> [EXERCISE BRIEF]
In the entries below, find the line containing "Indicate the brass", then copy it and every later line exactly, ending with the last line.

(Point-per-instance localization data)
================

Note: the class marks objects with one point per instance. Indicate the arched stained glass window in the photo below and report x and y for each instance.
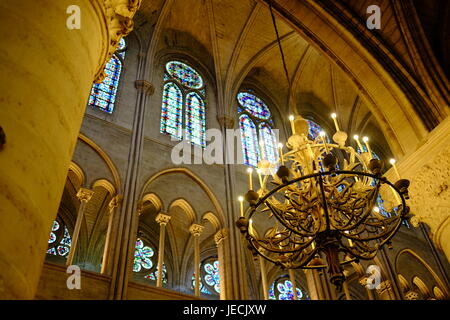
(59, 241)
(103, 95)
(172, 111)
(268, 142)
(143, 262)
(189, 94)
(195, 119)
(249, 138)
(313, 130)
(282, 289)
(257, 136)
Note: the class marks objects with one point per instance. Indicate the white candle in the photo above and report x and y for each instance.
(366, 141)
(392, 161)
(280, 150)
(258, 171)
(250, 181)
(291, 119)
(322, 135)
(241, 205)
(356, 137)
(334, 116)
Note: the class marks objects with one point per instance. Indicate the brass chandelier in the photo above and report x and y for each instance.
(320, 198)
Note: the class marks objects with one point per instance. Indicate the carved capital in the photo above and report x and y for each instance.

================

> [ANSWER FOR THIS EXERCISE]
Note: the class marks objects with one point per instance. Indicate the brass chandelier in the photo above and report x and y for each instance.
(320, 198)
Note: the class marks objects with one point per instance. Indicate the carved capital in the photo above and report x and y for each instance.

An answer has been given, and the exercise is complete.